Given task =
Look below for the line with "Task: point: the tree shadow", and from there restate every line word for word until the entries end.

==== Provided records

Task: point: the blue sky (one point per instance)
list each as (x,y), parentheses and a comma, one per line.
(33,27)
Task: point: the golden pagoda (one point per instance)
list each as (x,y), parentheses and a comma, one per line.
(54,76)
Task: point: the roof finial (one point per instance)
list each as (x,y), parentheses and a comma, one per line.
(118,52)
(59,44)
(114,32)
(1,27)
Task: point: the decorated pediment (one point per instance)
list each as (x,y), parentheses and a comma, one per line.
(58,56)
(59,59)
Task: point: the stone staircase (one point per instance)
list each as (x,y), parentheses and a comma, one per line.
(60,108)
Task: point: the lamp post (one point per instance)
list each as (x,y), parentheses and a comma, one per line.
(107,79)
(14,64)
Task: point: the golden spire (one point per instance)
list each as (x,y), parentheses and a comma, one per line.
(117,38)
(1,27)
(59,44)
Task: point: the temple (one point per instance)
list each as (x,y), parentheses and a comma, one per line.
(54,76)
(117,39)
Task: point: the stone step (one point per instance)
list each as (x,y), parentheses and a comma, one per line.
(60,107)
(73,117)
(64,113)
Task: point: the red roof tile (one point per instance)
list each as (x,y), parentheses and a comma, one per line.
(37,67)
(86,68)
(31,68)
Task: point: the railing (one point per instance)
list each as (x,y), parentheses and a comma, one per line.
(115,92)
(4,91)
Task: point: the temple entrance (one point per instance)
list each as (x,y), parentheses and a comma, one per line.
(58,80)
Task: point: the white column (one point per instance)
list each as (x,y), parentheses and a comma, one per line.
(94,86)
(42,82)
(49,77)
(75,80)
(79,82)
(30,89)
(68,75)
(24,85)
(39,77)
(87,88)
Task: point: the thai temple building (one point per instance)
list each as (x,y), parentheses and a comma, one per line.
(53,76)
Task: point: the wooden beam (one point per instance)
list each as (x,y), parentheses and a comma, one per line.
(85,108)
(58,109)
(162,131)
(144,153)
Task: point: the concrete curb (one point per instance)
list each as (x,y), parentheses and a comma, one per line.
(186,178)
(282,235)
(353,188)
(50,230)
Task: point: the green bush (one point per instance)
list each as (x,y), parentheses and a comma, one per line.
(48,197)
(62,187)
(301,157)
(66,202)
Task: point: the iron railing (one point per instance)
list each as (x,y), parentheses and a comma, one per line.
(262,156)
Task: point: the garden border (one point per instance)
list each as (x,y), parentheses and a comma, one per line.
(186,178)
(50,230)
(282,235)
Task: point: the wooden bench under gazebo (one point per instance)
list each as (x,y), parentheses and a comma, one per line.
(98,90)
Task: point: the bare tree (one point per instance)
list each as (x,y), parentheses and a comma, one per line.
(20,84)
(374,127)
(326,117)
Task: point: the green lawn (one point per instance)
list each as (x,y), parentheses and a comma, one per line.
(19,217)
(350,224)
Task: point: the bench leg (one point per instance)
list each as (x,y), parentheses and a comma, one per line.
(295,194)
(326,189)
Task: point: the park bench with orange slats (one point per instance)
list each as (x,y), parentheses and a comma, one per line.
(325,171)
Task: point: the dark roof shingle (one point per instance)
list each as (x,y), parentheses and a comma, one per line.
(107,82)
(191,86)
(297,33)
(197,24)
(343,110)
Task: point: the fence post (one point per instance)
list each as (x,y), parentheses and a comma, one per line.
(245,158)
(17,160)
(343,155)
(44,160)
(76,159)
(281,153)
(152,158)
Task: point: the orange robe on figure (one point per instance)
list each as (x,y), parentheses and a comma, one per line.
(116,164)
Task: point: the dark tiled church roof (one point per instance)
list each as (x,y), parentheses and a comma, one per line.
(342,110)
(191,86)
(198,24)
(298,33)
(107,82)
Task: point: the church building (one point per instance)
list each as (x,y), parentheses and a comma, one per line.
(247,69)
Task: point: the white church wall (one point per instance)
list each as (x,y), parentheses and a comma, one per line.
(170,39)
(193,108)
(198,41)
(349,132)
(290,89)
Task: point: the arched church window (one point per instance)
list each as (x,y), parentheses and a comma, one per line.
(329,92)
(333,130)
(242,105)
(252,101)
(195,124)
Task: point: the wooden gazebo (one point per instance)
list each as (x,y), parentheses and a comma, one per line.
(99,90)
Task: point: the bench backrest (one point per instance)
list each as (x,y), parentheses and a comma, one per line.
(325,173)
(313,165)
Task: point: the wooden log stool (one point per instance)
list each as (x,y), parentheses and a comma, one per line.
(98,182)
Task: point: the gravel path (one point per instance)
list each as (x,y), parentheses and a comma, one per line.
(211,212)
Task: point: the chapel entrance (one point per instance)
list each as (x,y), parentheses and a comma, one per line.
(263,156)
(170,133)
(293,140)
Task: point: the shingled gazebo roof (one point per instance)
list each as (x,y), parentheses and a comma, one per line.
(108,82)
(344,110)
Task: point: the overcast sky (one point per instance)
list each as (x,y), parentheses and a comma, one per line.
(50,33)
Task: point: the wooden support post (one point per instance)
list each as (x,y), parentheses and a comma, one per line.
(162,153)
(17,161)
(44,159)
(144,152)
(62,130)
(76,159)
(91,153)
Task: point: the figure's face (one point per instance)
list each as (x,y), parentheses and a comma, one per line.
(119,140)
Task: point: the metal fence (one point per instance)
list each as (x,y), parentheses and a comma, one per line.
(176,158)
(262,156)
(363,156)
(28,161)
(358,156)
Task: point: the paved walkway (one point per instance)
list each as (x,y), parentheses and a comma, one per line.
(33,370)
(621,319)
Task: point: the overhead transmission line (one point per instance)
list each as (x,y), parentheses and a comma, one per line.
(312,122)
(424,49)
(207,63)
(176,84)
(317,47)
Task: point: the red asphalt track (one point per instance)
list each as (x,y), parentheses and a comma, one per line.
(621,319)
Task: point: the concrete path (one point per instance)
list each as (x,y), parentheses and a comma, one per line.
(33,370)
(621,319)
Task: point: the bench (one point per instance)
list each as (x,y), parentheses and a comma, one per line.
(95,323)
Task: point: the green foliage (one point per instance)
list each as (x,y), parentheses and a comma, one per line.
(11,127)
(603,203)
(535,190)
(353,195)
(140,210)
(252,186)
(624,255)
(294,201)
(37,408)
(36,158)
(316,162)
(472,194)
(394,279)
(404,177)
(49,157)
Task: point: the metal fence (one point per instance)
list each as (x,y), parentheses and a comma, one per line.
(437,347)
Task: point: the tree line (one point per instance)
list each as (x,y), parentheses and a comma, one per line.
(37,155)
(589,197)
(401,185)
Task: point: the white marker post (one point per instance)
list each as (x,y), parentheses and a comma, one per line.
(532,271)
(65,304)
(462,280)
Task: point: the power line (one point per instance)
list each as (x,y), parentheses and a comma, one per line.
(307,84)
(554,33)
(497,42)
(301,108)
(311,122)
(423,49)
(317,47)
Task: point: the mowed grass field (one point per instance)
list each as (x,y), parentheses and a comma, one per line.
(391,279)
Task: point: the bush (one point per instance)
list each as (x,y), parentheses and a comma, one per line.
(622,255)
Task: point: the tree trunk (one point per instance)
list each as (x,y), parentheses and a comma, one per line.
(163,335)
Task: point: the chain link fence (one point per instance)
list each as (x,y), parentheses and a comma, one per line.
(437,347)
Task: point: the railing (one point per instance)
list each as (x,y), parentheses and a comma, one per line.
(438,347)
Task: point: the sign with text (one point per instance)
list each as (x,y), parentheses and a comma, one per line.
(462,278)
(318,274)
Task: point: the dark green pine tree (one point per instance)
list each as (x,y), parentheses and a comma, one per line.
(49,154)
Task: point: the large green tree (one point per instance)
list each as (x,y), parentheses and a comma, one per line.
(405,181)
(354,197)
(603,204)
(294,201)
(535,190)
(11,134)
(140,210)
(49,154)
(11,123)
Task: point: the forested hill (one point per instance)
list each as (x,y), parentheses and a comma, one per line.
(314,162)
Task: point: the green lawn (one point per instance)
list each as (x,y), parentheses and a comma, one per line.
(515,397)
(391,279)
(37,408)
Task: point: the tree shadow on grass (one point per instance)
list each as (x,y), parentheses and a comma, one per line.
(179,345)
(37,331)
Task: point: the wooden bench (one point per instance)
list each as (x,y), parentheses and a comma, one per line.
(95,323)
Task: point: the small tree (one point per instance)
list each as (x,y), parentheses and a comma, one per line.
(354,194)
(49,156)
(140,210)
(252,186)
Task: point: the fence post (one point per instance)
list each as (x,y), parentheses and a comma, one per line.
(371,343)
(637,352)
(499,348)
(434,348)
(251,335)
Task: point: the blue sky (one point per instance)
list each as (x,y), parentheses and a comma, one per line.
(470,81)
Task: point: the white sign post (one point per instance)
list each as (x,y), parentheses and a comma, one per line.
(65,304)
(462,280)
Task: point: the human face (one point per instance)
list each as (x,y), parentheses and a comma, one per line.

========

Exercise solution =
Task: point: the tree shadow on grass (one point per instance)
list each as (x,y), parentheses and a comma, one per line.
(179,345)
(37,331)
Task: point: the wooden bench (one point per instance)
list each as (x,y), parentheses and a comma, one per line.
(95,323)
Task: point: the small tree (one point per instance)
list each as (x,y), parentheses and a comma, one per line.
(354,194)
(49,156)
(140,210)
(252,186)
Task: point: the fence post (one point per instance)
list each as (x,y), parentheses and a comma, one per line.
(371,343)
(637,352)
(499,348)
(434,348)
(251,335)
Task: point: the blue sky (one point per instance)
list each as (x,y), parentheses and a comma, one per line.
(470,81)
Task: point: the white sign post (one point per instance)
list each as (x,y), parentheses and a comma, one per line.
(65,304)
(462,280)
Task: point: the human face (one point per instance)
list each as (x,y), parentheses and a comma, one per line.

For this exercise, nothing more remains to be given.